Work to do: Lay out each line of the records as a Markdown table with two columns, Row and Line. Number the rows and leave out blank lines.

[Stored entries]
------------------------------------
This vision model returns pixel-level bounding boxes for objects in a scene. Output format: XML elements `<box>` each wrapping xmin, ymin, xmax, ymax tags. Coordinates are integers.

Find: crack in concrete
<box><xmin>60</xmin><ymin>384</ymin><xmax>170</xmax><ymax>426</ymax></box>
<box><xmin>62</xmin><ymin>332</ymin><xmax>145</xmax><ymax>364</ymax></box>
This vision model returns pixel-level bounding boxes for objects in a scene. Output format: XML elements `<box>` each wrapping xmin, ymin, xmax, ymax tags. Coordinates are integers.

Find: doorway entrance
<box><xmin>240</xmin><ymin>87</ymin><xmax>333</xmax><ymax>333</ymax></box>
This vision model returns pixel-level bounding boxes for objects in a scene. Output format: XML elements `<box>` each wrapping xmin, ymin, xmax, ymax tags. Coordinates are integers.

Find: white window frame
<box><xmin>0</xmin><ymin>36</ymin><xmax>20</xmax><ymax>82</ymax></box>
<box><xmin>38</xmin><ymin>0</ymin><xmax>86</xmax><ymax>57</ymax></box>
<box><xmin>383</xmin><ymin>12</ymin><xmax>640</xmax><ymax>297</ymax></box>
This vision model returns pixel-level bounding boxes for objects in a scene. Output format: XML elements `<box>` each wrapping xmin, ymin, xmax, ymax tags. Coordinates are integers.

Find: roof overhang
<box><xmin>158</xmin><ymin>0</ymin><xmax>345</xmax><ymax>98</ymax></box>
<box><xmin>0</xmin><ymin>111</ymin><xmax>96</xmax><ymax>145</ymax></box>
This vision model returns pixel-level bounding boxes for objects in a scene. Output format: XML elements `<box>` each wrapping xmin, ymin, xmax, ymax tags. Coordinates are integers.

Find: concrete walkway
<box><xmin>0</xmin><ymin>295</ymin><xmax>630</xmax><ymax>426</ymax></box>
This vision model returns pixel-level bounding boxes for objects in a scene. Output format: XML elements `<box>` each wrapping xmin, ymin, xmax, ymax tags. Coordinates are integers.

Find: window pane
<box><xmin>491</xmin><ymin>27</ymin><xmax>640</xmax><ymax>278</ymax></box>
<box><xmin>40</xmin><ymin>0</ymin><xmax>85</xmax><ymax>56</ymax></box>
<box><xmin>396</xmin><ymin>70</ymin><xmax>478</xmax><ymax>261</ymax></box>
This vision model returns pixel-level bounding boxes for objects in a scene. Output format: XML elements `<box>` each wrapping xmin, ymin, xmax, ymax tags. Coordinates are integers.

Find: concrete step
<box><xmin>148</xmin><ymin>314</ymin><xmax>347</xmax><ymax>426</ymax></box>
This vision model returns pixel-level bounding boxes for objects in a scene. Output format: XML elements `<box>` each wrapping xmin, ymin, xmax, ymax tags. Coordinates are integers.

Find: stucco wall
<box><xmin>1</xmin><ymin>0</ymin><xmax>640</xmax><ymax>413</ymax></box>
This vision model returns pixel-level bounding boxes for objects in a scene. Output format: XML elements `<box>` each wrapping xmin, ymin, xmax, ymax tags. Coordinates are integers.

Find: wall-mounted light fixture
------------------------------------
Final answer:
| Row | Line |
|---|---|
| 1 | This vision model returns pixel-level bounding boxes for objects in a scene. Output format: XML elements `<box>` each wrapping xmin, ymin, xmax, ymax tags. Coordinates are integers. |
| 2 | Find: crack in concrete |
| 3 | <box><xmin>60</xmin><ymin>384</ymin><xmax>170</xmax><ymax>426</ymax></box> |
| 4 | <box><xmin>62</xmin><ymin>332</ymin><xmax>145</xmax><ymax>364</ymax></box> |
| 5 | This vision model returns pixel-level bounding boxes for objects in a scene. Output format: XML elements `<box>` each wrapping xmin, ymin, xmax, ymax tags. Coordinates are integers. |
| 6 | Find: doorway entrance |
| 7 | <box><xmin>240</xmin><ymin>87</ymin><xmax>333</xmax><ymax>333</ymax></box> |
| 8 | This vision model returns pixel-level bounding boxes for objects in a scene. Output format: XML elements `<box>` each wrapping xmin, ymin, xmax, ymax tags. Coordinates are integers. |
| 9 | Find: white window frame |
| 10 | <box><xmin>0</xmin><ymin>36</ymin><xmax>20</xmax><ymax>82</ymax></box> |
| 11 | <box><xmin>38</xmin><ymin>0</ymin><xmax>86</xmax><ymax>57</ymax></box> |
| 12 | <box><xmin>383</xmin><ymin>12</ymin><xmax>640</xmax><ymax>297</ymax></box> |
| 13 | This vision model returns pixel-level bounding boxes for objects in a scene. Output format: XML elements `<box>` each wrapping xmin, ymin, xmax, ymax tags. Coordinates are integers. |
| 14 | Find: roof overhang |
| 15 | <box><xmin>158</xmin><ymin>0</ymin><xmax>345</xmax><ymax>98</ymax></box> |
| 16 | <box><xmin>0</xmin><ymin>111</ymin><xmax>96</xmax><ymax>145</ymax></box> |
| 17 | This vision model returns pixel-level bounding boxes for objects in a scene. Output format: XML elements `<box>` each wrapping xmin, ymin, xmax, ymax tags. Coordinates are integers. |
| 18 | Find: concrete walkway |
| 19 | <box><xmin>0</xmin><ymin>295</ymin><xmax>630</xmax><ymax>426</ymax></box> |
| 20 | This vision model returns pixel-level bounding boxes for objects in a scene. Output format: XML elements `<box>` each wrapping xmin, ymin, xmax, ymax tags. Coordinates are integers. |
| 21 | Find: window pane |
| 22 | <box><xmin>491</xmin><ymin>27</ymin><xmax>640</xmax><ymax>278</ymax></box> |
| 23 | <box><xmin>40</xmin><ymin>0</ymin><xmax>85</xmax><ymax>56</ymax></box> |
| 24 | <box><xmin>396</xmin><ymin>70</ymin><xmax>478</xmax><ymax>261</ymax></box> |
| 25 | This vision model returns pixel-level bounding boxes for objects in a scene. Output format: XML elements `<box>` each wrapping xmin, ymin, xmax, ymax tags. Coordinates are integers. |
| 26 | Find: concrete step |
| 27 | <box><xmin>148</xmin><ymin>314</ymin><xmax>347</xmax><ymax>426</ymax></box> |
| 28 | This vision model returns pixel-level bounding boxes for objects in a scene. Output format: XML elements `<box>` each wrapping xmin, ymin, xmax, ymax tags. Coordinates are integers. |
| 29 | Find: stucco wall |
| 30 | <box><xmin>1</xmin><ymin>0</ymin><xmax>640</xmax><ymax>413</ymax></box> |
| 31 | This vision model returns pixel-level bounding boxes for objects in a scene. Output format: XML elements `<box>` each wrapping xmin, ymin, xmax, ymax tags. Coordinates are integers. |
| 32 | Find: wall-mounted light fixture |